__EXERCISE SET__
a. Translate this sentence from the disarmament text into Spanish: "It is vital to international security that the moratorium on nuclear testing be maintained."
b. Reproduce the disarmament text from "13.7 Nuclear Arsenals, Missiles, and" up to and including "the Non-Proliferation Treaty.".
c. Answer these questions from the disarmament text:
(i) Which three states must sign and ratify the CTBT for the treaty to enter into force?
(ii) Who is named as the speaker for section 13.7, and with what organization?
(iii) What is the first of the immediate steps called for at the end?

*** SOURCE PASSAGE ***

The Democratic People's Republic of Korea, India, and Pakistan must sign and ratify the CTBT for the treaty to enter into force. Algeria, China, Colombia, the Democratic Republic of the Congo, Egypt, Indonesia, Iran, Israel, the United States, and Viet Nam must now ratify, without further procrastination. The longer these states wait to join the Treaty, the greater the chance that some nation may begin testing and set off a dangerous international action-reaction cycle of military and nuclear confrontation. It is vital to international security that the moratorium on nuclear testing be maintained."

13.7 Nuclear Arsenals, Missiles, and Missile Defense and Space Weaponization. Speaker, Regina Hagen, International Network of Engineers and Scientist against Proliferation.

"We propose the following steps:

. A declaration by all nuclear states of No First-Use against other nuclear weapons states and a commitment to No Use against non-nuclear weapons states.

. Ratification of the Comprehensive Test Ban Treaty, preserving and strengthening the Anti-Ballistic Missile Treaty and completing START III negotiations as necessary measures for nuclear states to fulfill their nuclear disarmament obligations in accordance to the Non-Proliferation Treaty.

. Drastic reduction in nuclear weapons leading to their total elimination, including the prompt elimination of tactical nuclear weapons, an end to reliance on nuclear weapons in military planning and negotiations on a Nuclear Weapons Convention..

Instead of an expensive and futile arms race between missiles, missile defense systems and space weapons, the international community should start negotiating formal arrangements to prevent a missile race by controlling these weapons and creating an international norm against them. The negotiation process needs to identify the fundamental political and scientific issues involved in meeting the goals and provides a mechanism to tackle the problems in a systematic step-by-step manner. To resolve the problems before they become urgent, it is important to recognize the emerging dangers and risks by confidence-building measures and improved information exchange among key players. This would provide a basis for a comprehensive missile monitoring and verification system that could be extended for international control and common security in outer space.

To reduce the dangers we call for the following immediate steps:

1. Stop testing of missiles, missile defense systems and space weapons.

2. Initiate negotiations for an international treaty banning missiles and space weapons."

*** MATERIAL PROVIDED ***

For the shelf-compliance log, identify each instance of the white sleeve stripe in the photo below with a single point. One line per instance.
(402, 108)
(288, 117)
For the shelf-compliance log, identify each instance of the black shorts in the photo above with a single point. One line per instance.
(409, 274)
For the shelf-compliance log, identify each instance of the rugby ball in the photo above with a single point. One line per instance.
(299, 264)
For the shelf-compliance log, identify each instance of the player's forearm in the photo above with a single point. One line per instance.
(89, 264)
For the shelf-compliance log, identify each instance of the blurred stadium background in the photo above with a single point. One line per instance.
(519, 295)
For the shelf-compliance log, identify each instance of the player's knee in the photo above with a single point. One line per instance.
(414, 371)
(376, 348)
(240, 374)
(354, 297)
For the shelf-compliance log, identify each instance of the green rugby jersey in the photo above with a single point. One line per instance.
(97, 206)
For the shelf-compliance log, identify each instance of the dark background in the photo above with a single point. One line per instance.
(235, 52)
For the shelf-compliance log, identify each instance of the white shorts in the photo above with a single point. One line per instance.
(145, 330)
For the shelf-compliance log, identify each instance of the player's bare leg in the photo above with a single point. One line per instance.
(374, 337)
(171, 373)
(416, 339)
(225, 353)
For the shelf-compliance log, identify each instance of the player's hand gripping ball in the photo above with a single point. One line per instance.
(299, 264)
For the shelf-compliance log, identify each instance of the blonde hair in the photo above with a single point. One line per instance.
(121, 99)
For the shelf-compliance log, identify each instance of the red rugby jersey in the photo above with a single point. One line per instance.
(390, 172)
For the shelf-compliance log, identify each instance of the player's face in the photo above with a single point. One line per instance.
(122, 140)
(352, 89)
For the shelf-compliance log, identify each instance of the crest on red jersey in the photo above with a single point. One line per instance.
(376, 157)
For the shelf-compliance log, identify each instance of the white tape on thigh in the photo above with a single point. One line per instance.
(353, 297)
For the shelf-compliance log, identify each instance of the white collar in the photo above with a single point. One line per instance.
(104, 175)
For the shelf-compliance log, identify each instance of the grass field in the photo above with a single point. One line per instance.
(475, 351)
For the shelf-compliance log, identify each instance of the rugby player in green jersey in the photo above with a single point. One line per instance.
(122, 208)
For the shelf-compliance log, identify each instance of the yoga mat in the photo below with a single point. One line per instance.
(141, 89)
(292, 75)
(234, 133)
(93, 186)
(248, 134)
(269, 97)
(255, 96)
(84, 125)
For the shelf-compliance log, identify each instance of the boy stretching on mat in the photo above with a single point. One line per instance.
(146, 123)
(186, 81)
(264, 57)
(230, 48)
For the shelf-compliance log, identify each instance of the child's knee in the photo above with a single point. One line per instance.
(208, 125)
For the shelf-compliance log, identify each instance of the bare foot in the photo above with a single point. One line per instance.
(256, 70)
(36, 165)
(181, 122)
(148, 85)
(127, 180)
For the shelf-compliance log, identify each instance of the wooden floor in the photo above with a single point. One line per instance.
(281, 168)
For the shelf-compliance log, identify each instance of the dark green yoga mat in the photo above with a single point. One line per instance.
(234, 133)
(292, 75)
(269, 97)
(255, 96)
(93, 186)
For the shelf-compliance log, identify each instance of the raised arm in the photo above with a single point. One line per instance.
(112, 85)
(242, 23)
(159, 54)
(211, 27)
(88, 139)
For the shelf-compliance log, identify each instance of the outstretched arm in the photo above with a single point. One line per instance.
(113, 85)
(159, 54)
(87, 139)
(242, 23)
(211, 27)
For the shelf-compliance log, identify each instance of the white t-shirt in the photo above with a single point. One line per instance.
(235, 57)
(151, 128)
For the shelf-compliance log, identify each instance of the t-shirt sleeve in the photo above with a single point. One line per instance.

***

__TASK-BY-TASK RESULTS__
a. Es vital para la seguridad internacional que se mantenga la moratoria sobre los ensayos nucleares.

b.
13.7 Nuclear Arsenals, Missiles, and Missile Defense and Space Weaponization. Speaker, Regina Hagen, International Network of Engineers and Scientist against Proliferation.

"We propose the following steps:

. A declaration by all nuclear states of No First-Use against other nuclear weapons states and a commitment to No Use against non-nuclear weapons states.

. Ratification of the Comprehensive Test Ban Treaty, preserving and strengthening the Anti-Ballistic Missile Treaty and completing START III negotiations as necessary measures for nuclear states to fulfill their nuclear disarmament obligations in accordance to the Non-Proliferation Treaty.

c.
(i) The Democratic People's Republic of Korea, India, and Pakistan.
(ii) Regina Hagen, International Network of Engineers and Scientist against Proliferation.
(iii) Stop testing of missiles, missile defense systems and space weapons.